■ **Directions**:
Keeping every line intact, print the records that follow.

■ **Data shown**:

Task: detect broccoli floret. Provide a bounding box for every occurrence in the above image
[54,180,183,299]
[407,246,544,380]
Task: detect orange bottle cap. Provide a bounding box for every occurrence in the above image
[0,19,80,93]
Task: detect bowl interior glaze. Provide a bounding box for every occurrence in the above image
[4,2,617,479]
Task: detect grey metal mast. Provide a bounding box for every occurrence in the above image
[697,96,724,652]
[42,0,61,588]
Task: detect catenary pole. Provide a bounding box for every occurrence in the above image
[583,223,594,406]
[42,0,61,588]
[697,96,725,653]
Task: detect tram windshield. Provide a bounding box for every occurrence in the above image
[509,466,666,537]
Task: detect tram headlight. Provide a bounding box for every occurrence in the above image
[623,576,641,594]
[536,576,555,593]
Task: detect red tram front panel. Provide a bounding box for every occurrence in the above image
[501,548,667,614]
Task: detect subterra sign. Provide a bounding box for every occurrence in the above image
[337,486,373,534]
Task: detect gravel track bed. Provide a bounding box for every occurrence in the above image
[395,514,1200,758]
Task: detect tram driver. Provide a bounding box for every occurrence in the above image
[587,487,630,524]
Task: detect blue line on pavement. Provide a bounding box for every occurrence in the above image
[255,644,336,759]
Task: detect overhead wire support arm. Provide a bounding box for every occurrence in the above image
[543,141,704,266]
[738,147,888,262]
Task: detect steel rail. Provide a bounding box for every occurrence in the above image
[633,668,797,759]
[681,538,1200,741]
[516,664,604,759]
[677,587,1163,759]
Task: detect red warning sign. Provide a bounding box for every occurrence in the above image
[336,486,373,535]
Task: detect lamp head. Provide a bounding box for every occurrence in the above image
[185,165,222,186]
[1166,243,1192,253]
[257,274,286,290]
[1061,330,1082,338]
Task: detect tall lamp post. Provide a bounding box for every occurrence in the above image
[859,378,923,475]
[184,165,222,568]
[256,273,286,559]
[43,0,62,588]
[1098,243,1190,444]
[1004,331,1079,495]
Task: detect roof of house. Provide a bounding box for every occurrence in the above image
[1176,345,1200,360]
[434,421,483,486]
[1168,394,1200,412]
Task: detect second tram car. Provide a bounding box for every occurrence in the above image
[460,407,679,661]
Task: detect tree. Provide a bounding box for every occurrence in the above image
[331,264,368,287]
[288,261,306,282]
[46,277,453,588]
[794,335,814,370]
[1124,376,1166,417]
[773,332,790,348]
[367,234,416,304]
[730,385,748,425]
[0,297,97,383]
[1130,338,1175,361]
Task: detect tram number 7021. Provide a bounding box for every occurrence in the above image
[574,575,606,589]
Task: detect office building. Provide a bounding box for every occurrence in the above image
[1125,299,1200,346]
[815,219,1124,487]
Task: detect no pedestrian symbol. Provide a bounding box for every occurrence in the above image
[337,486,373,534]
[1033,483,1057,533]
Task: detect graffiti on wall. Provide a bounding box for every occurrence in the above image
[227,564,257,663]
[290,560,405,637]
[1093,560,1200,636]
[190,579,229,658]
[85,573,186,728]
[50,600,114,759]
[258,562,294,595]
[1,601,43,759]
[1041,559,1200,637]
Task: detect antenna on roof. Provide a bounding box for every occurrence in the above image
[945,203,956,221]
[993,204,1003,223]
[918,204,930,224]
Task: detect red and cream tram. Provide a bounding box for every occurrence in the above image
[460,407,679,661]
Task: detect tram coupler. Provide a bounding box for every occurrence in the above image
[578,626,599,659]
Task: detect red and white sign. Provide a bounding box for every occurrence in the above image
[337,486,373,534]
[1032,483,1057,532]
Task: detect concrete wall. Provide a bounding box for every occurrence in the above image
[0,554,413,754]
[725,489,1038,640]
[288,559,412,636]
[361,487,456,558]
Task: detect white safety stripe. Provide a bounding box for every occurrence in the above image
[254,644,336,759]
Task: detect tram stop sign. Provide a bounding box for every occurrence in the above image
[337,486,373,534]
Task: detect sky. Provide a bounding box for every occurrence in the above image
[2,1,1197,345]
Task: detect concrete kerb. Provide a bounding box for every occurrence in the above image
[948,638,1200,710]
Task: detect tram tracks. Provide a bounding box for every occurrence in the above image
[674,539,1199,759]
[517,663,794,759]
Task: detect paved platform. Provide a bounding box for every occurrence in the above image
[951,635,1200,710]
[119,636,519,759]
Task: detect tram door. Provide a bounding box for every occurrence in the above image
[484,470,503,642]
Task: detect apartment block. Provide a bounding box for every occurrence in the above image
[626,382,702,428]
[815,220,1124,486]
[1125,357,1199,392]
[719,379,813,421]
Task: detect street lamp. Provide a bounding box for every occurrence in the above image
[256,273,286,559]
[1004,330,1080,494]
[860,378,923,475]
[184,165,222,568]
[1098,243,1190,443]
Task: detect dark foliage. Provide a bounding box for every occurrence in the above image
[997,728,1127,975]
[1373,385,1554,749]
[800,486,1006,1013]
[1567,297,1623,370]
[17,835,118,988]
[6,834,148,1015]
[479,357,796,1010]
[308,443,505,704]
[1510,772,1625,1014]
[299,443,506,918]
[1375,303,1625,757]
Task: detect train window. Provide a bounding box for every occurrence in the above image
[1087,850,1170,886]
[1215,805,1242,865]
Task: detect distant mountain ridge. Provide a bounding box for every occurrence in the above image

■ **Task solution**:
Task: detect broccoli floret. Provide a bounding box for every occurrence in the above image
[54,180,183,299]
[407,246,544,380]
Task: detect orange bottle cap. Provide a bounding box for every occurrence in the above image
[0,19,80,93]
Task: detect bowl interior glaze. Provide a bounding box for every occurrence in the above image
[4,2,617,479]
Task: detect grey metal mast. Provide a bounding box for every occurrence in the above image
[697,96,724,652]
[42,0,61,588]
Task: detect catenary pole. Provide a bounding box for every occurrence in the above image
[583,223,594,406]
[42,0,61,588]
[697,96,725,653]
Task: detect tram windshield. Provide a bounding box for every occurrence in the above image
[509,466,666,537]
Task: detect tram headlight. Provide a bounding box for every occurrence in the above image
[623,576,641,594]
[536,576,555,593]
Task: detect red tram front panel. Provide a bounding box for every occurrence in the above image
[501,548,667,614]
Task: detect subterra sign. Provide a bounding box for every occurrence in the above image
[337,486,373,534]
Task: detect gravel track bed. Provide a bounding box for every occurrence in the above image
[395,514,1200,758]
Task: detect tram driver. Provide a bounding box for every occurrence in the above image
[587,487,630,524]
Task: detect blue line on pavement. Provide a bounding box for every occurrence in the above image
[255,644,336,759]
Task: detect overhead wire support arm. Provide a bounding box for every occurrence in the above image
[543,141,704,266]
[738,147,888,262]
Task: detect steel rail. Provide a bounding box for every occurrence in the above image
[633,668,797,759]
[681,538,1200,741]
[516,664,604,759]
[677,587,1163,759]
Task: detect red warning sign. Provide a bounding box for every occurrence in the above image
[336,486,373,535]
Task: detect lamp head. Provide a bounding box for every occurrence in the above image
[185,165,222,186]
[1166,243,1192,253]
[257,274,286,290]
[1061,330,1082,338]
Task: detect tall lamp post. Provide a bounding box for every occurrence in the above image
[859,378,923,475]
[184,165,222,568]
[256,273,286,559]
[43,0,62,588]
[1098,243,1190,444]
[1004,331,1079,495]
Task: detect roof of house. Provide a bounding box for every occurrence in the above image
[1176,345,1200,360]
[434,421,483,486]
[1168,394,1200,412]
Task: detect second tram car. Provide a bounding box for every occurrence in the above image
[460,407,679,661]
Task: detect tree. Provide a bounding box for every occurrence in the above image
[331,264,368,287]
[288,261,306,282]
[46,277,453,588]
[794,335,814,370]
[1124,376,1166,417]
[773,332,790,348]
[367,234,416,304]
[730,385,748,425]
[0,297,97,383]
[1130,338,1175,361]
Task: detect tram number 7021. Provide a bounding box for every occurrence in the above image
[574,575,606,589]
Task: detect office building. Provide a bounding box for every occurrence in the above image
[1125,299,1200,346]
[815,219,1124,487]
Task: detect no pedestrian symbol. Provide a bounding box for every occurrence in the above image
[337,486,373,534]
[1033,483,1057,533]
Task: detect graffiti on wall. Provide a bounding box for every occurrence in the above image
[227,564,257,663]
[290,560,405,637]
[1093,560,1200,636]
[190,579,229,658]
[85,573,186,728]
[50,600,114,759]
[258,562,294,595]
[1,601,43,759]
[1041,559,1200,637]
Task: detect antenna on roof. Provide a bounding box for every occurrence in the above image
[945,203,956,221]
[993,204,1003,223]
[918,204,930,224]
Task: detect red and cream tram. Provide a bounding box for every occurrence in the above image
[460,407,679,661]
Task: detect tram coupler. Provide a bounding box for every occurrence in the above image
[578,626,599,659]
Task: detect red and white sign. Provide a bounding box for every occurrence in the above image
[337,486,373,534]
[1032,483,1057,532]
Task: detect concrete wall. Provide a bounding box for every occurrence in the above image
[0,554,413,754]
[725,489,1038,640]
[288,559,412,636]
[361,487,456,558]
Task: detect white safety stripe. Provide a bounding box for every occurrence in the above image
[254,644,336,759]
Task: detect tram stop sign. Provide a bounding box for every occurrence in the above image
[337,486,373,534]
Task: detect sky. Provide a bounding box for every occurrence in the above image
[2,1,1197,345]
Task: detect concrete kerb. Provide a bounding box for every occurrence in the above image
[948,638,1200,710]
Task: detect tram tracks. Provide a bounding box for every occurrence in the above image
[674,539,1199,759]
[517,663,794,759]
Task: detect paved platform. Provide a bounding box for every occurrence in the above image
[951,635,1200,710]
[119,636,519,759]
Task: detect tram door. Provide a bounding box for every occurrence in the above image
[484,470,503,642]
Task: detect apartment block. Provide a bounding box for every occurrence in the above image
[626,382,702,428]
[815,220,1124,486]
[1125,357,1199,392]
[719,379,813,421]
Task: detect street lamp. Provide a bounding box for every occurrence in the above image
[256,273,286,559]
[1004,330,1080,494]
[860,378,923,475]
[184,165,222,568]
[1098,243,1190,443]
Task: detect dark foliage. Provide a bounding box for every occurrence in the above image
[997,728,1127,975]
[1373,385,1554,749]
[800,486,1006,1013]
[1567,297,1623,370]
[17,835,118,988]
[6,834,148,1015]
[479,357,796,1010]
[308,443,505,704]
[1510,772,1625,1014]
[299,443,506,918]
[1375,303,1625,757]
Task: detect train window. Provide a bounding box for every occurrence in the above image
[1087,850,1170,886]
[1215,805,1242,865]
Task: detect distant mountain ridge. Provide a bounding box for every occurrence in the above image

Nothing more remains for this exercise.